Reading passage:
In this aspect, identification data items of all game value elements placed on the first placement region are read through the wireless communication, and then a total amount of the game value elements is calculated and displayed on the first display unit. Accordingly, the dealer can know the total amount of the game value elements he/she holds by seeing the first display unit, without calculating it by himself/herself. Therefore, the dealer can easily know increase and decrease in total amount of his/her game value elements, that is, his/her win-or-lose status.

BRIEF DESCRIPTION OF THE DRAWINGS

Other and further objects, features and advantages of the invention will appear more fully from the following description taken in connection with the accompanying drawings in which:

FIG. 1 illustrates a state where game table apparatuses according to an embodiment of the present invention are connected to a center server via a communication network;

FIG. 2 is a perspective view of a game table that is included in the game table apparatus;

FIG. 3 is a partial sectional view of a chip that is used as a game value element in a game;

FIG. 4 is a block diagram showing an electrical construction of the game table apparatus;

FIG. 5 is an explanatory view showing a chip data table;

FIG. 6 is an explanatory view showing a management table;

FIG. 7 is a flowchart showing a main routine of the game table apparatus;

FIG. 8 is a flowchart showing a data processing routine of the game table apparatus; and

FIG. 9 is a flowchart showing a data processing routine of the center server.

DESCRIPTION OF THE PREFERRED EMBODIMENTS

In the following, a certain preferred embodiment of the present invention will be described with reference to the accompanying drawings.

FIG. 1 illustrates a state where four game table apparatuses 10 according to an embodiment of the present invention are connected to a center server 50 via a communication network 6. The game table apparatuses 10 are placed in a hall of a casino, while the center server 50 is placed in a monitoring room of the casino. Each of the game table apparatuses 10 has a game table 27, a small monitor 13 that serves as a first display unit, a large monitor 17 that serves as a second display unit, and a computer 11.

As shown in FIG. 2, the game table 27 has such a planar shape that its rear side in the drawing is straight and its front side in the drawing is curved. Three players (not shown) are positioned on the curved side of the game table 27 which is the front side in the drawing, while one dealer 1 is positioned on the straight side of the game table 27 which is the rear side in the drawing, so that a card game or the like is played. Here, positions of the three left, center, and right players are defined sequentially as seats A, B, and C. The number of players is not limited to three.

Three bet regions 29, in which the respective players places their chips to be bet on a game, are defined on an upper face 27a of the game table 27. Each of the bet regions 29 is provided with an identification data reader 19. The identification data reader 19 is buried in the game table 27 and makes a wireless communication with a chip 21 that is placed on the corresponding bet region 29, thereby contactlessly reading identification data of the chip 21.

Three second placement regions 26, in which the respective players place chips 21 they hold, are defined on the upper face 27a of the game table 27. The three second placement regions 26 locate closer to the players than the bet regions 29 are. Each of the placement regions 26 is provided with an identification data reader 16 that serves as a second identification data item reading unit. The identification data reader 16 is buried in the game table 27 and makes a wireless communication with a chip 21 that is placed on the corresponding placement region 26, thereby contactlessly reading identification data of the chip 21.

Given data:
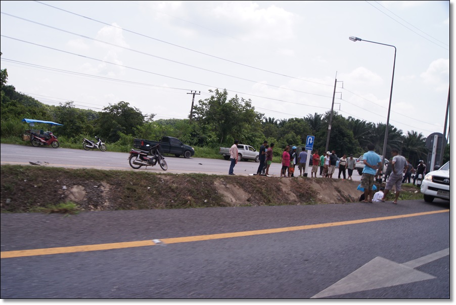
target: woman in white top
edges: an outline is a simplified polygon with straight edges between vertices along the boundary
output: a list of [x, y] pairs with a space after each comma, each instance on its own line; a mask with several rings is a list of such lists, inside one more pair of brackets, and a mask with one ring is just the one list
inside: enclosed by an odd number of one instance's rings
[[323, 165], [323, 178], [328, 177], [328, 168], [329, 167], [329, 155], [331, 153], [330, 151], [326, 152], [326, 156], [325, 157], [325, 164]]
[[340, 179], [340, 174], [342, 174], [344, 176], [344, 180], [345, 180], [345, 170], [347, 169], [347, 155], [344, 155], [339, 160], [339, 179]]

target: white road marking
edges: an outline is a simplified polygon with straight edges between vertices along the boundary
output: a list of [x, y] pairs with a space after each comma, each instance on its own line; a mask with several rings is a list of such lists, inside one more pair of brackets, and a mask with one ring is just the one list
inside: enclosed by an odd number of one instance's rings
[[414, 268], [448, 255], [449, 255], [449, 248], [404, 264], [397, 264], [378, 257], [310, 298], [339, 295], [435, 279], [435, 276]]

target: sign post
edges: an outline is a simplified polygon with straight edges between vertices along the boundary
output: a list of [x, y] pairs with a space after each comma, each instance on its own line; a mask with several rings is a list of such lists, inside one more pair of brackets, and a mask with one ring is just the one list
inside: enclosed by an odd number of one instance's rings
[[[307, 158], [308, 160], [306, 160], [306, 168], [310, 168], [310, 170], [305, 171], [307, 172], [307, 177], [308, 177], [308, 173], [312, 171], [312, 166], [309, 165], [309, 161], [312, 160], [312, 150], [313, 149], [313, 142], [315, 140], [315, 136], [313, 135], [308, 135], [305, 140], [305, 149], [307, 151]], [[312, 175], [310, 175], [312, 176]]]

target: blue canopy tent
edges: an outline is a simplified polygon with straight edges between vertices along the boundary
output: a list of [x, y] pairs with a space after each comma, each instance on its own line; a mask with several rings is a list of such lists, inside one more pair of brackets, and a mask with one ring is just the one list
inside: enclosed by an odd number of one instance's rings
[[62, 124], [59, 124], [58, 123], [56, 123], [55, 122], [51, 122], [51, 121], [41, 121], [41, 120], [31, 120], [30, 119], [24, 119], [22, 120], [22, 122], [25, 122], [28, 123], [29, 125], [31, 126], [34, 126], [35, 123], [43, 123], [44, 124], [50, 124], [51, 126], [54, 126], [55, 125], [63, 126]]

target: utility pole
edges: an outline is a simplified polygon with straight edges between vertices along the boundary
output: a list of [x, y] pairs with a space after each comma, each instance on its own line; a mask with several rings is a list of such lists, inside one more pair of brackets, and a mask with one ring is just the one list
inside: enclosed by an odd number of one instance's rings
[[188, 94], [193, 94], [193, 98], [192, 98], [192, 108], [190, 109], [190, 122], [192, 122], [192, 118], [193, 117], [193, 103], [195, 101], [195, 95], [201, 94], [201, 91], [199, 91], [198, 93], [196, 93], [196, 91], [193, 92], [193, 90], [190, 91], [190, 93], [187, 93]]
[[[443, 151], [446, 147], [446, 141], [445, 141], [445, 134], [446, 133], [446, 122], [448, 121], [448, 113], [449, 112], [449, 86], [448, 87], [448, 101], [446, 102], [446, 114], [445, 115], [445, 125], [443, 126], [443, 135], [442, 137], [442, 146], [440, 148], [440, 158], [439, 160], [439, 166], [443, 165]], [[448, 128], [449, 130], [449, 128]], [[448, 140], [448, 138], [446, 138]]]
[[[343, 82], [342, 83], [342, 88], [344, 87]], [[329, 124], [328, 125], [328, 137], [326, 139], [326, 147], [325, 148], [325, 151], [328, 151], [328, 148], [329, 147], [329, 138], [331, 134], [331, 124], [333, 123], [333, 110], [334, 109], [334, 97], [336, 95], [336, 85], [337, 84], [337, 72], [336, 72], [336, 80], [334, 81], [334, 91], [333, 92], [333, 104], [331, 105], [331, 114], [329, 117]]]

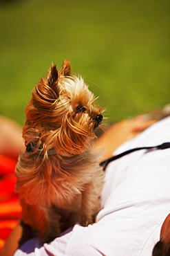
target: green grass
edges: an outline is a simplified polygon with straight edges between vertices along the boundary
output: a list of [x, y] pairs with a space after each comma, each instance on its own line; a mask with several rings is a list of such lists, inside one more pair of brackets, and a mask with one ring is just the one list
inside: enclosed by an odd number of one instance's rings
[[21, 125], [52, 61], [70, 58], [109, 121], [170, 102], [169, 0], [0, 1], [0, 114]]

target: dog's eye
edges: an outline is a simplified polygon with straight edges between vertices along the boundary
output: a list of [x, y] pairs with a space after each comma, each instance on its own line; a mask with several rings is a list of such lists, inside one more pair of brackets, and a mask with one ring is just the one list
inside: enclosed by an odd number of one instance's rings
[[86, 111], [86, 108], [82, 105], [78, 105], [76, 107], [76, 111], [79, 113], [79, 112], [83, 112], [85, 113]]

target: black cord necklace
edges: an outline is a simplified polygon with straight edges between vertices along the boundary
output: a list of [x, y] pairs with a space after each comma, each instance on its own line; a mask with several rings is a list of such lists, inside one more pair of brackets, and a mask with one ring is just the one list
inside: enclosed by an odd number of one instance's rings
[[154, 146], [154, 147], [136, 147], [132, 149], [129, 149], [127, 151], [125, 151], [121, 154], [118, 154], [117, 156], [112, 156], [100, 163], [100, 166], [102, 166], [103, 167], [103, 170], [105, 170], [105, 167], [111, 161], [114, 161], [114, 160], [116, 160], [118, 158], [120, 158], [122, 156], [124, 156], [125, 155], [127, 155], [128, 154], [134, 152], [135, 151], [138, 150], [142, 150], [142, 149], [147, 149], [147, 150], [151, 150], [151, 149], [166, 149], [170, 147], [170, 143], [162, 143], [158, 146]]

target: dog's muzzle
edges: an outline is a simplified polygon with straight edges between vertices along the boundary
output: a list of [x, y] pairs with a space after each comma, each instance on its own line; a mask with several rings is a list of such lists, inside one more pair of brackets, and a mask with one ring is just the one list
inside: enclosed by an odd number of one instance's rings
[[97, 115], [96, 116], [95, 116], [95, 118], [94, 118], [94, 120], [96, 122], [98, 125], [99, 125], [102, 123], [103, 118], [103, 116], [102, 115]]

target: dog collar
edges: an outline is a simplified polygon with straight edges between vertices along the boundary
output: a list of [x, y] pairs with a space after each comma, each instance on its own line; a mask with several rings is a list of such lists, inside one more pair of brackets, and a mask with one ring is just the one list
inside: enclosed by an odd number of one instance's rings
[[[35, 147], [34, 143], [27, 143], [27, 142], [25, 142], [25, 146], [26, 146], [26, 152], [38, 154], [39, 155], [44, 155], [45, 154], [43, 148], [37, 149]], [[56, 154], [56, 152], [55, 149], [48, 149], [47, 150], [47, 154], [48, 154], [48, 156], [53, 156], [53, 155]]]

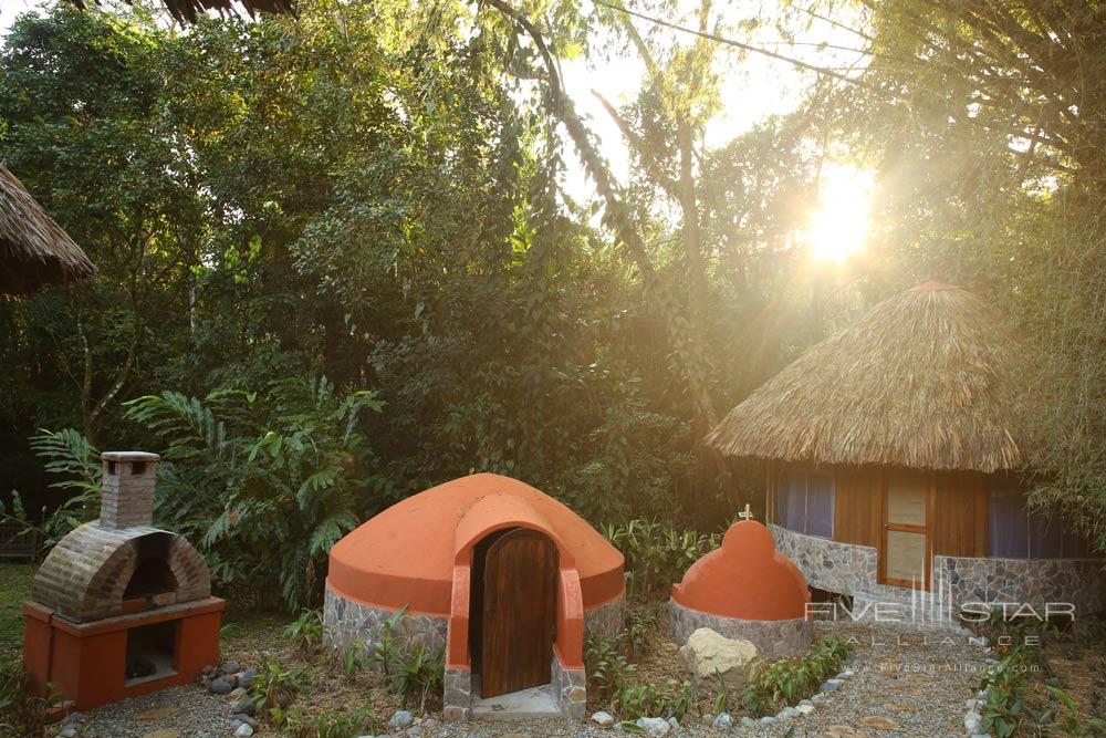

Task requirements: Continue the patent description of the casino game table apparatus from its final sentence, about the identification data reader 16.

Task result:
On the upper face 27a of the game table 27, a first placement region 25, in which the dealer 1 places chips 21 he/she holds, is defined at the rear side in the drawing. The placement region 25 is provided with an identification data reader 15 that functions as a first identification data item reading unit. The identification data reader 15 is buried in the game table 27 and makes a wireless communication with a chip 21 that is placed on the placement region 25, thereby contactlessly reading identification data of the chip 21.

On the upper face 27a of the game table 27, a card case 30 that stores cards 9 therein is provided at the rear side in the drawing, too. During a game, the dealer 1 takes cards 9 out of the card case 30, and distributes the cards to the respective players and to the dealer 1 himself/herself.

Referring to FIG. 1 again, identification data of chips 21, which have been read by the respective identification data readers 15, 16, and 19, are transmitted to the computer 11 in real time. Based on the identification data read by the identification data reader 15, the computer 11 calculates a total amount of chips 21 that are placed on the placement region 25, and displays it on a display screen 13a of the small monitor 13. It should be noted that placed on the placement region 25 are all of the chips 21 the dealer 1 holds.

Based on the identification data read by each of the identification data readers 16, the computer 11 calculates a total amount of chips 21 that are placed on each of the placement regions 26. Then, the computer 11 displays, on a display screen 17a of the large monitor 17, the total amounts of chips 21 that are placed on the respective three placement regions 26 as a seat-A total amount, a seat-B total amount, and a seat-C total amount, respectively. It should be noted that placed on the placement regions 26 are all of the chips 21 the respective players hold.

Based on the identification data read by each of the identification data readers 19, the computer 11 calculates a total amount of chips 21 that are placed on each of the bet regions 29 (hereinafter referred to as a bet amount). Then, the computer 11 displays, on the display screen 13a of the small monitor 13 and on the display screen 17a of the large monitor 17, bet amounts corresponding to the three bet regions 29 as a seat-A bet amount, a seat-B bet amount, and a seat-C bet amount, respectively. It should be noted that each player places all of the chips 21 he/she bets on a game in each corresponding bet region 29.

The small monitor 13 is provided on a side face of the game table 27 with its display screen 13a facing the dealer 1. Displayed on the display screen 13a are, as described above, the total amount of dealer chips and the bet amounts of the respective players (i.e., the seat-A bet amount, the seat-B bet amount, and the seat-C bet amount) When paying out the chips 21, the dealer 1 checks the small monitor 13 for the bet amounts of the respective players. This enables the dealer 1 to pay out the chips 21 quickly and correctly.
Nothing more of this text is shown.